- [Extract provided]:
[BEGIN]

S&P Global Ratings revised the outlook on the Reedy Creek Improvement District to developing from stable due to the uncertainty as to what will happen next in the economic/political saga playing out in Florida.
“The outlook revision to developing reflects our view that there is at least a one-in-three chance that the credit profile securing the tax-secured bonds could be positively, or negatively impacted, but future events remain unclear,” S&P credit analyst Christian Richards said in a statement Friday.
“In particular, it remains to be seen if and how a transfer of the district’s assets, liabilities (including bonds outstanding), and operational responsibilities to other units of local government, following the passage of legislation dissolving RCID, will play out,” Richards said.
S&P also affirmed the AA-minus long-term and underlying ratings on its outstanding ad valorem bonds.
The public-private battle began last month when Florida lawmakers approved legislation proposed by Gov. Ron DeSantis that would dissolve special tax districts created before 1968, including RCID, after the Disney company publicly opposed a law that bans sexual orientation or gender identity instruction in public schools.
RCID was created in 1967 to help Disney develop the property into a theme park. It is a special tax and governing taxing district for the land owned by Disney World in Orlando. It has the same authority as a county government and includes 39 square miles of land in Orange and Osceola counties.
Under the Reedy Creek Improvement Act, the state pledged it wouldn’t impair the rights or remedies of bondholders or limit or alter the rights of RCID to levy and collect revenue and taxes to fulfill the terms of any agreement made with bondholders, according to S&P.

[END]

- [Request 1]: Duplicate the entire listing below line for line, without changing anything.
The Reedy Creek ratings text above and the listing that follows were taken from two unrelated sources.

- [Task data]:
[BEGIN]

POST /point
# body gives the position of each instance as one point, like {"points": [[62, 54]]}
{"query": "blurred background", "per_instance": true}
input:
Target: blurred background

[END]

- [Request 2]: Condense the paragraph of the Reedy Creek ratings text that begins "RCID was created in 1967" into a short bulleted list that keeps its main facts.

- [Expected output 1]:
POST /point
# body gives the position of each instance as one point, like {"points": [[62, 54]]}
{"query": "blurred background", "per_instance": true}
input:
Target: blurred background

- [Expected output 2]:
- Created in 1967 to help Disney develop the property into a theme park
- Special tax and governing taxing district for Disney World's land in Orlando
- Holds the same authority as a county government
- Covers 39 square miles in Orange and Osceola counties